* _PROMPT_
Where does the word "this" occur in the material? Copy each line that has it.

* _SUPPLIED INFORMATION_
Start of Block
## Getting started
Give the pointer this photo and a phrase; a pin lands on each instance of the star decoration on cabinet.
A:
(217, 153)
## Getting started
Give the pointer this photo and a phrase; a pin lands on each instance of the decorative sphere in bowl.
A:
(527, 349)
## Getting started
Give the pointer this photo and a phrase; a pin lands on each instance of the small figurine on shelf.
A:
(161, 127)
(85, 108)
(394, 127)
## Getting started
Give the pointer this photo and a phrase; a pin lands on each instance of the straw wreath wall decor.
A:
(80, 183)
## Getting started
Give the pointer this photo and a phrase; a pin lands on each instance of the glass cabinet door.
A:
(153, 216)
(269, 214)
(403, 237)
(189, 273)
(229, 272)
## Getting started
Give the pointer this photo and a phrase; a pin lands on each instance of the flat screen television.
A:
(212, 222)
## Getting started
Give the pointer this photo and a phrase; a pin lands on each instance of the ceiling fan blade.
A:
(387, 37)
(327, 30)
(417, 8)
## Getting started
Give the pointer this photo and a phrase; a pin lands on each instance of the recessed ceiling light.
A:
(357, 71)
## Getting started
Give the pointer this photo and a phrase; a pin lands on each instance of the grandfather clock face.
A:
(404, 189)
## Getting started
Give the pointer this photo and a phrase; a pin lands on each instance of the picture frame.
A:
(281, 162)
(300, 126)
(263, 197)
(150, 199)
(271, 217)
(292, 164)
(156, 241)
End of Block
Start of Block
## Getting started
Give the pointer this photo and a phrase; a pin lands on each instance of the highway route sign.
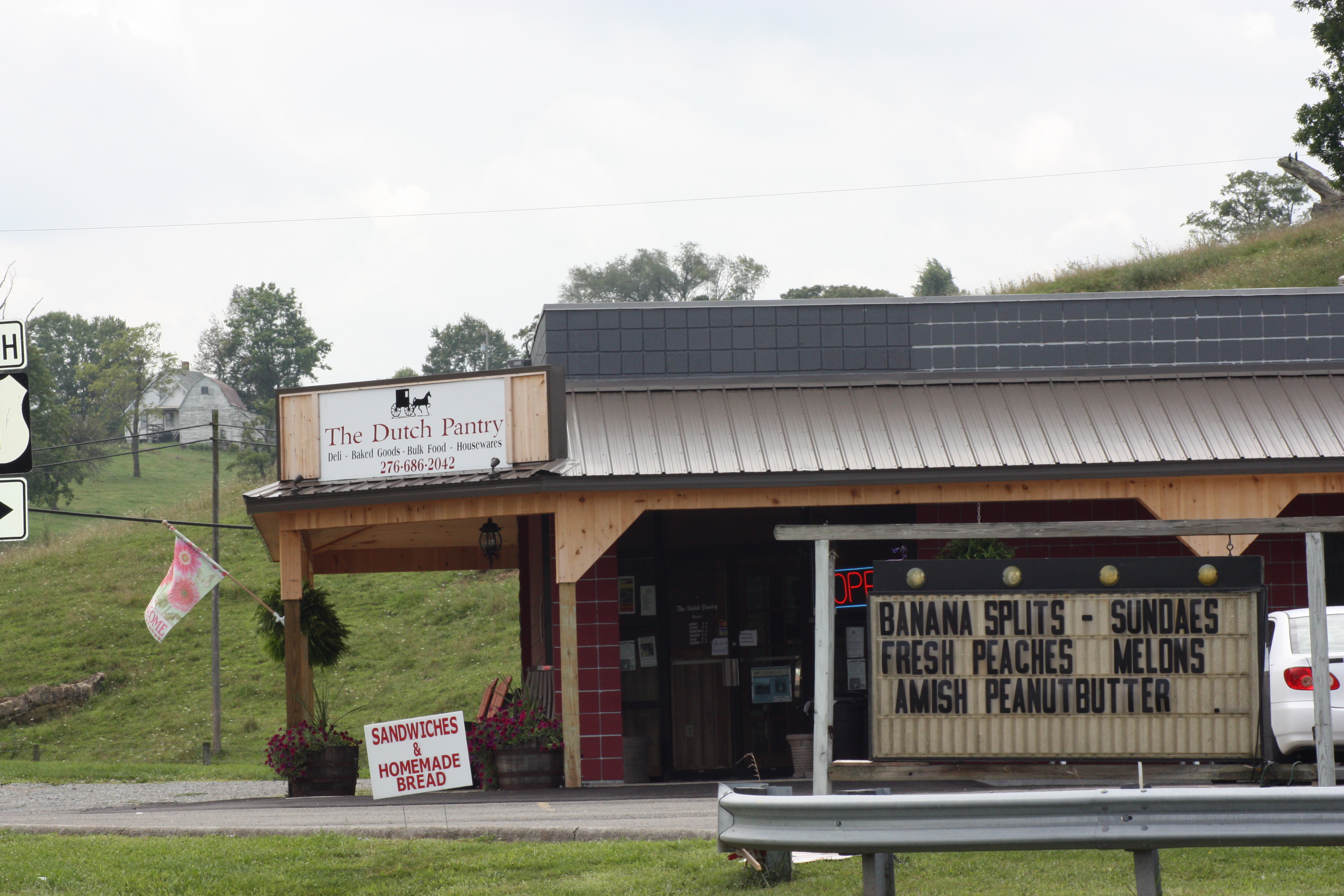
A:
End of Block
* _EXERCISE RESULT_
Give the pointer this photo and a phrase; a pin lands on each instance of the star decoration on cabinet.
Give the pointer this photo and a phrase; a pin lands on each instance of the decorative sphere in bowl.
Give the pointer this photo and a phrase; a pin lands on each instance of the small figurine on shelf.
Give the pointer this photo and a phrase; a pin lands on each instance of the straw wreath wall decor.
Give the pointer this photo and a phrase; a pin lands on each instance of the glass cabinet door.
Give the pointer this photo and a phrase; a pin lands on each instance of the flat screen television.
Give the pointer this photo and a phrase; a pin lands on each instance of the ceiling fan blade.
Give the pointer this photo and a phrase; a pin lands on each instance of the recessed ceiling light.
Give the pointer this photo and a phrase; a pin lands on each instance of the grandfather clock face.
Give the pointer this photo and a phrase; a pin lands on each instance of the picture frame.
Give the pointer this photo and a phrase; a pin lands on each instance of the highway route sign.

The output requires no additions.